The uncomfortable part sits in PwC's fine print, and it is about people early in their careers. AI is "professionalising" many jobs, reshaping them to demand more human judgement, empathy and creativity, and those professionalised roles are growing twice as fast as the ones AI simply makes easier. But the traditional career ladder is compressing. Entry-level postings in heavily AI-exposed sectors have flatlined, even as "seniorised" junior roles, which now expect leadership and strategic thinking from day one, have grown 35 percent since 2019. AI-exposed junior jobs are seven times more likely to ask for traditionally senior skills.

That is a genuine tension, not a tidy good-news story. A world where AI absorbs routine work and rewards judgement is kinder to people who already have judgement than to those still acquiring it. If the bottom rungs of the ladder are quietly removed, the obvious question is how anyone climbs to the top of it. PwC's own prescription, that firms must rethink how they mentor and train juniors into complex work far earlier, is easy to write and hard to fund.

The headline finding, then, is encouraging: used to expand rather than to shrink, AI looks more like a job-changer than a job-killer. The asterisk is who captures the gains. So far they are flowing to a fifth of companies and to workers already holding senior-grade skills. Becoming AI-first may well be the safe corporate bet for 2030. Making it pay broadly is a separate problem, and nobody has solved it yet.

-- MATERIAL PROVIDED --
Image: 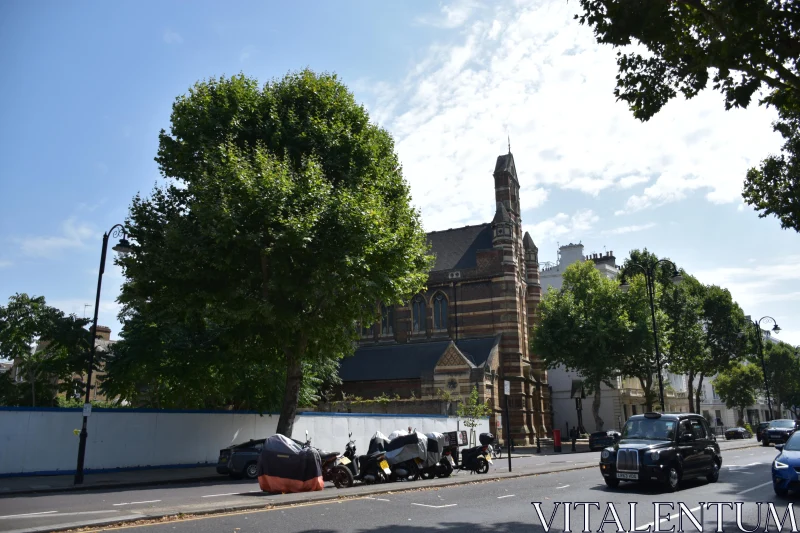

-- TASK BRIEF --
From the passage above on AI and early careers, extract word for word the stretch that begins at the words "The headline finding, then, is" and stops after "solved it yet.".

-- OUTPUT OF THE EXERCISE --
The headline finding, then, is encouraging: used to expand rather than to shrink, AI looks more like a job-changer than a job-killer. The asterisk is who captures the gains. So far they are flowing to a fifth of companies and to workers already holding senior-grade skills. Becoming AI-first may well be the safe corporate bet for 2030. Making it pay broadly is a separate problem, and nobody has solved it yet.